■ **TASK DIRECTIONS**
Return only the tail of the data below, word for word: the line with "Target: poster with portrait" and each line after it through the final one.

[Region pointing data]
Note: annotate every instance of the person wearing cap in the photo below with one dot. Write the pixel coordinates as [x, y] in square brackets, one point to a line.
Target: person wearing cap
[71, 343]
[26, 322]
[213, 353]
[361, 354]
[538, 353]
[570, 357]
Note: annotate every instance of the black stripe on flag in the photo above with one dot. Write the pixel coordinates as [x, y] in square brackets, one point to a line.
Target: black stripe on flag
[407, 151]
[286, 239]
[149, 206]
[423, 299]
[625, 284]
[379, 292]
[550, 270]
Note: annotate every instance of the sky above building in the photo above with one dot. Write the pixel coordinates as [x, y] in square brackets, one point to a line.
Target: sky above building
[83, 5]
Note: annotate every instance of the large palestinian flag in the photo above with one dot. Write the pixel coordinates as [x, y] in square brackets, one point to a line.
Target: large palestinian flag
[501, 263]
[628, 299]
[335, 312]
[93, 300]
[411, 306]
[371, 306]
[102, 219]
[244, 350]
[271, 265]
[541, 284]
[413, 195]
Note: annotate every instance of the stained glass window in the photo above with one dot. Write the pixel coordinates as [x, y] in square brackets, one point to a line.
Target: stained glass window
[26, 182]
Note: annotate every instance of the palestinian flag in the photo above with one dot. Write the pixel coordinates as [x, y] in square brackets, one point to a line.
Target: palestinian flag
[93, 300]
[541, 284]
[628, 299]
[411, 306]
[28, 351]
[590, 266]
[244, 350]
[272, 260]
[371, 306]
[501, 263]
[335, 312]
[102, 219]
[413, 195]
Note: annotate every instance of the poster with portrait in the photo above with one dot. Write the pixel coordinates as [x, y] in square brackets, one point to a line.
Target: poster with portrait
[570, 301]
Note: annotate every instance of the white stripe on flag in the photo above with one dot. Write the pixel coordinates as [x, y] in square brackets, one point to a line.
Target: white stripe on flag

■ **COMPLETED TASK**
Target: poster with portrait
[570, 301]
Note: annotate every instance of the white stripe on flag in the photo above with one dot. Write the pixel coordinates as [x, y] in square brackets, one point to a line.
Target: white stripe on flag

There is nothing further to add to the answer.